*** Begin section ***
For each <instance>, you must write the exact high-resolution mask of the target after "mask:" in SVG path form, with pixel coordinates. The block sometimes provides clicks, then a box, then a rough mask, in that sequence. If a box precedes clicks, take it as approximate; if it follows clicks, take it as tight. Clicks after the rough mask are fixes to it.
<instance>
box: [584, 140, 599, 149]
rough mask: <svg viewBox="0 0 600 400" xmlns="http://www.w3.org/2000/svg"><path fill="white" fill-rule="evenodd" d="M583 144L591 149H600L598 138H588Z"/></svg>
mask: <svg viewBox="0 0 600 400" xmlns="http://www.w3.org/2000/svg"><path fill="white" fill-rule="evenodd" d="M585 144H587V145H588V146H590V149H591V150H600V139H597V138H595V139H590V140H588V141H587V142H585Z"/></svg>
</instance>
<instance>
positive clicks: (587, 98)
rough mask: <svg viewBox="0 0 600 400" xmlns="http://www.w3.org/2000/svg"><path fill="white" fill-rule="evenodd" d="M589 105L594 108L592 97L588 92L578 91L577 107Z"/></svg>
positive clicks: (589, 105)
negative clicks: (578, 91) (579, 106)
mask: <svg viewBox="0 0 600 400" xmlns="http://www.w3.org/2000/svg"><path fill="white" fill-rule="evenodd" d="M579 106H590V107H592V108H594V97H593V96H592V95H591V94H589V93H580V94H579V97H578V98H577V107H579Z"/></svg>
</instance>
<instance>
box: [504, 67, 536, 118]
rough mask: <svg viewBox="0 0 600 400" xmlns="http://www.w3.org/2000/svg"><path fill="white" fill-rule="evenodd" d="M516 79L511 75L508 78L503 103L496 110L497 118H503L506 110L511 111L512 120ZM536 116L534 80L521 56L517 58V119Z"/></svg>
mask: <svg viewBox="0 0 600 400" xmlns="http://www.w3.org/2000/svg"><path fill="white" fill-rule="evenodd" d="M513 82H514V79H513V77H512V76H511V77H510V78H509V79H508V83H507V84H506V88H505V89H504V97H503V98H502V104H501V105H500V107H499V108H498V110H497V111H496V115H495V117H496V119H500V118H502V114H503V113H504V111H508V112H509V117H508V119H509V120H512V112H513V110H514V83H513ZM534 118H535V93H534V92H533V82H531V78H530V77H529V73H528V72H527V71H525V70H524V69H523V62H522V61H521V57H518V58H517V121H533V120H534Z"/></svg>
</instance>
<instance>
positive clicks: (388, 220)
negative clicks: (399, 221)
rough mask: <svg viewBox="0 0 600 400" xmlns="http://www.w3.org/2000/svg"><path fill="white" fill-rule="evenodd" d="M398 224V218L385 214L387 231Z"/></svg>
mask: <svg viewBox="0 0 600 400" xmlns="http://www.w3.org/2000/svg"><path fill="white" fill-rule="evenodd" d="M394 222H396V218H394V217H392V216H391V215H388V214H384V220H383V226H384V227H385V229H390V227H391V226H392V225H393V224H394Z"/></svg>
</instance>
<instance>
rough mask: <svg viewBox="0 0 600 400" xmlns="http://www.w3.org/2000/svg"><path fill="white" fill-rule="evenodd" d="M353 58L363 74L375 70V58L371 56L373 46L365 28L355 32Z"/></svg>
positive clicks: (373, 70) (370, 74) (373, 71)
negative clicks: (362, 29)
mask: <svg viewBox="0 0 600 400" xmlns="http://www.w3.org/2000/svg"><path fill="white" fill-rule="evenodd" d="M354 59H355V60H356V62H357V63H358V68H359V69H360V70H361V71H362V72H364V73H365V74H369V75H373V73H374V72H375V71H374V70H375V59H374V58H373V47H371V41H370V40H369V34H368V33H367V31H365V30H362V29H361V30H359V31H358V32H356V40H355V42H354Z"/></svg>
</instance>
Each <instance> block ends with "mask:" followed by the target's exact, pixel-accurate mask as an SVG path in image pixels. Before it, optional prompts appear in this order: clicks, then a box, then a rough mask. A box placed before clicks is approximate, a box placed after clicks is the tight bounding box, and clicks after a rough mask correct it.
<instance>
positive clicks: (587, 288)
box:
*** End section ***
Reproduce all of the records above verbatim, line for line.

FINISHED TASK:
For each <instance>, you must write the exact high-resolution mask of the target after "mask:" in SVG path form, with pixel coordinates. The block sometimes provides clicks, then a box, then a rough mask, in that sequence. If a box precedes clicks, take it as approximate; if it follows clicks, take it as tight. Clicks after the rough mask are fixes to it.
<instance>
box: [584, 140, 599, 149]
rough mask: <svg viewBox="0 0 600 400" xmlns="http://www.w3.org/2000/svg"><path fill="white" fill-rule="evenodd" d="M583 144L591 149H600L598 138H588Z"/></svg>
mask: <svg viewBox="0 0 600 400" xmlns="http://www.w3.org/2000/svg"><path fill="white" fill-rule="evenodd" d="M585 144H587V145H588V146H590V149H591V150H600V139H597V138H595V139H590V140H588V141H587V142H585Z"/></svg>
</instance>
<instance>
positive clicks: (587, 98)
rough mask: <svg viewBox="0 0 600 400" xmlns="http://www.w3.org/2000/svg"><path fill="white" fill-rule="evenodd" d="M589 105L594 108L592 97L588 92L578 91L577 107Z"/></svg>
positive clicks: (589, 105)
negative clicks: (578, 91) (579, 106)
mask: <svg viewBox="0 0 600 400" xmlns="http://www.w3.org/2000/svg"><path fill="white" fill-rule="evenodd" d="M579 106H590V107H592V108H594V97H593V96H592V95H591V94H589V93H580V94H579V97H578V98H577V107H579Z"/></svg>
</instance>
<instance>
box: [504, 67, 536, 118]
rough mask: <svg viewBox="0 0 600 400" xmlns="http://www.w3.org/2000/svg"><path fill="white" fill-rule="evenodd" d="M516 79L511 75L508 78L503 103L496 110L497 118H503L506 110L511 111L512 120ZM536 116L534 80L521 56L517 58V119Z"/></svg>
mask: <svg viewBox="0 0 600 400" xmlns="http://www.w3.org/2000/svg"><path fill="white" fill-rule="evenodd" d="M513 82H514V79H513V77H512V76H511V77H510V78H509V79H508V83H507V84H506V88H505V89H504V97H503V98H502V104H501V105H500V107H499V108H498V110H497V111H496V115H495V117H496V119H500V118H502V114H503V113H504V111H508V112H509V117H508V119H509V120H512V112H513V110H514V83H513ZM534 118H535V93H534V92H533V82H531V78H530V77H529V73H528V72H527V71H525V70H524V69H523V62H522V61H521V57H518V58H517V121H533V120H534Z"/></svg>
</instance>
<instance>
positive clicks: (388, 220)
negative clicks: (399, 221)
rough mask: <svg viewBox="0 0 600 400" xmlns="http://www.w3.org/2000/svg"><path fill="white" fill-rule="evenodd" d="M398 224V218L385 214L387 231Z"/></svg>
mask: <svg viewBox="0 0 600 400" xmlns="http://www.w3.org/2000/svg"><path fill="white" fill-rule="evenodd" d="M394 222H396V218H394V217H392V216H391V215H388V214H384V220H383V226H384V227H385V229H390V227H391V226H392V225H393V224H394Z"/></svg>
</instance>
<instance>
rough mask: <svg viewBox="0 0 600 400" xmlns="http://www.w3.org/2000/svg"><path fill="white" fill-rule="evenodd" d="M353 58L363 74L375 70V58L371 56L373 46L365 28L355 32Z"/></svg>
positive clicks: (373, 70) (370, 74) (373, 71)
negative clicks: (362, 29)
mask: <svg viewBox="0 0 600 400" xmlns="http://www.w3.org/2000/svg"><path fill="white" fill-rule="evenodd" d="M354 59H355V60H356V62H357V63H358V68H359V69H360V70H361V71H362V72H364V73H365V74H369V75H373V73H374V72H375V71H374V70H375V59H374V58H373V47H371V41H370V40H369V34H368V33H367V31H365V30H362V29H361V30H359V31H358V32H356V40H355V42H354Z"/></svg>
</instance>
Each <instance> block ends with "mask:" followed by the target's exact, pixel-accurate mask as an SVG path in image pixels. Before it, optional prompts appear in this order: clicks, then a box, then a rough mask. A box placed before clicks is approximate, a box placed after clicks is the tight bounding box, and clicks after a rough mask correct it.
<instance>
positive clicks: (587, 288)
box:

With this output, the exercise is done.